■ **EXTRAIT DU TEXTE**:
--

Après « la maman », voici « le musicien »… Et si ces deux cas isolés anticipaient un futur (et salutaire) mouvement de fond ?
Le constat va croissant, nombreux sont désormais les gens autour de moi qui n’aiment pas (ou plus) Facebook. L’attrait de la nouveauté envolé, les changement soudain de paramétrage qui désorientent et menacent notre vie privée, le temps passé dessus au détriment de « la vraie vie » (avec des morceaux de vrai(e)s ami(e)s dedans)… nombreuses sont les raisons qui font que la « douce saveur » du début a un arrière-gout de plus en plus amer.
Mais, contrairement à nos deux courageux, la grande majorité y reste pourtant, par habitude ou « parce que, vous comprenez, tout le monde est dessus ».
La parallèle est discutable mais ça me fait penser à tous ces utilisateurs, passés ou présents, enchaînés à leur système d’exploitation Windows. On finit par haïr Microsoft mais on en redemande quand même. Et cela porte un nom : addiction.
Facebook est le Windows de notre époque et il n’a toujours pas trouvé son GNU/Linux (puisqu’en l’occurrence notre musicien ne s’en va malheureusement pas beaucoup plus loin en choisissant Google+).
Facebook en voie de devenir le prochain MySpace ?
Is Facebook becoming the next MySpace ?

--

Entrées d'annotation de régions
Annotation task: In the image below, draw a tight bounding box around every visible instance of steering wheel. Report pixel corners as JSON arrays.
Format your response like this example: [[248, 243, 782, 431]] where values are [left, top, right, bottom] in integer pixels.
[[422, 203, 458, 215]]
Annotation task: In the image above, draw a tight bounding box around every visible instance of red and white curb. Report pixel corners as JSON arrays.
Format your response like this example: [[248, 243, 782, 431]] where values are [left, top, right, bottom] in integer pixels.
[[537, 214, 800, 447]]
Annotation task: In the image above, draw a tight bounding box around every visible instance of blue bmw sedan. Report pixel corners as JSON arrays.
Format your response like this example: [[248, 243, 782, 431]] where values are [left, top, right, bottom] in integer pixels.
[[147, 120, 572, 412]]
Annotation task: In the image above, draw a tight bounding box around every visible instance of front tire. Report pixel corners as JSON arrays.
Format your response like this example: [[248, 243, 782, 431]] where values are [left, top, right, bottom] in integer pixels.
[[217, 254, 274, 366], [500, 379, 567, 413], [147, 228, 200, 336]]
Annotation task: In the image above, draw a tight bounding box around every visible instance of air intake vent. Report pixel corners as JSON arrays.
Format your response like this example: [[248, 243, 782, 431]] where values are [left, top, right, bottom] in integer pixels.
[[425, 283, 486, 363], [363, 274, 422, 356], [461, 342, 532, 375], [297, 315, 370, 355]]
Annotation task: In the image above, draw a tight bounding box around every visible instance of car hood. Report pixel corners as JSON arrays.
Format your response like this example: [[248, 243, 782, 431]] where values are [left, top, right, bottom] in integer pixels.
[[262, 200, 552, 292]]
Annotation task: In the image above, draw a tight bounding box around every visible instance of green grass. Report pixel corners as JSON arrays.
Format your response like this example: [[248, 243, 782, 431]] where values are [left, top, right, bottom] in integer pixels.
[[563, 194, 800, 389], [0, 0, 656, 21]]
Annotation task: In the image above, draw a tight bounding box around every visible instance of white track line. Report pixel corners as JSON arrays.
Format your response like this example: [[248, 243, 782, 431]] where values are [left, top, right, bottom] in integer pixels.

--

■ **VOS CONSIGNES**:
Répondez à ces questions sur l'extrait consacré à Facebook :
(a) Pour quelles deux raisons la grande majorité reste-t-elle sur Facebook ?
(b) Quel nom le texte donne-t-il au fait de haïr Microsoft tout en en redemandant ?
(c) Quel service le musicien choisit-il en quittant Facebook ?

■ **RÉPONSE ATTENDUE**:
(a) Par habitude ou « parce que, vous comprenez, tout le monde est dessus ».
(b) L'addiction.
(c) Google+.